**Material for this task:**
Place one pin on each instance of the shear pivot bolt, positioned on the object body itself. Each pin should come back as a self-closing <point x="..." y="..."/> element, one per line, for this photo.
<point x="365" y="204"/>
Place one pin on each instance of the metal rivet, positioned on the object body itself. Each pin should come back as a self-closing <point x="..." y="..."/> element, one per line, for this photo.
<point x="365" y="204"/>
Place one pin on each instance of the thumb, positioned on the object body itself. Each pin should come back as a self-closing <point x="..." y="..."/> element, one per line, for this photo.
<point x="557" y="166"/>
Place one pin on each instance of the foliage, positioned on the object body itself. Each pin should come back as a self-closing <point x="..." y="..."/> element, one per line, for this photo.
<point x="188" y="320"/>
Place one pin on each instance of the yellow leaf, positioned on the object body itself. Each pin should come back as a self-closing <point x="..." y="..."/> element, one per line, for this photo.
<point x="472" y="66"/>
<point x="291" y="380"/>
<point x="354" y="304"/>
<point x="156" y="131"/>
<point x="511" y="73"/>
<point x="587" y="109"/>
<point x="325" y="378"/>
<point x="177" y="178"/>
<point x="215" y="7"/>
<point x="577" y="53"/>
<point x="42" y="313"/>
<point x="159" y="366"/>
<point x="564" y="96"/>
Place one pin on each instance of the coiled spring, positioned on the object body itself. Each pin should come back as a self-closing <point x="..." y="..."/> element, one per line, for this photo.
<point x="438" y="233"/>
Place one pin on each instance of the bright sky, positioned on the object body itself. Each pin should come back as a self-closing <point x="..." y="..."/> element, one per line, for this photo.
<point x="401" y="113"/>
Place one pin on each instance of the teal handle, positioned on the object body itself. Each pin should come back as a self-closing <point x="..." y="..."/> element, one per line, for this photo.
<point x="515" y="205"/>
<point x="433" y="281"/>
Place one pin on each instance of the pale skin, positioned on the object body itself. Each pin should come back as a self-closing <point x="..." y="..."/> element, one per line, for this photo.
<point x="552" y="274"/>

**Aim:** Would you quote, exactly and only, the lines from the one containing "Place one pin on each instance of the thumb, positioned" to the end of the entries?

**Exercise output:**
Place one pin on each instance of the thumb, positioned on the object body itself. Each pin should come back as a self-closing <point x="..." y="..."/> element, one per line, for this photo.
<point x="557" y="166"/>
Place one pin on each instance of the foliage, positioned on the object body itself. Each pin should come back as a self-closing <point x="..." y="..."/> element, one per line, for this photo.
<point x="188" y="320"/>
Place one pin on each instance of the yellow leaf, positioned on the object body itself. Each pin should come back as a self-closing <point x="..." y="..."/> element, one per line, for this photo.
<point x="472" y="66"/>
<point x="291" y="380"/>
<point x="354" y="304"/>
<point x="156" y="131"/>
<point x="511" y="73"/>
<point x="587" y="109"/>
<point x="325" y="378"/>
<point x="177" y="178"/>
<point x="215" y="7"/>
<point x="577" y="53"/>
<point x="42" y="313"/>
<point x="159" y="366"/>
<point x="564" y="96"/>
Place one pin on each instance of the coiled spring, positioned on the object body itself. Each pin should come back as a self-closing <point x="..." y="..."/> element, one per line, for this photo.
<point x="438" y="233"/>
Place one pin on each instance of the bright sky, positioned on the object body itself. Each pin should come back as a self-closing <point x="..." y="..."/> element, one per line, for this photo.
<point x="401" y="113"/>
Place one pin on each instance of the teal handle, positioned on the object body itself. Each pin should come back as a self-closing <point x="..." y="..."/> element, one per line, for this photo.
<point x="515" y="205"/>
<point x="433" y="281"/>
Place one pin on each instance of the pale skin, positioned on the object body itself. Each pin should come back as a self-closing <point x="..." y="..."/> element, one per line, for this photo.
<point x="552" y="274"/>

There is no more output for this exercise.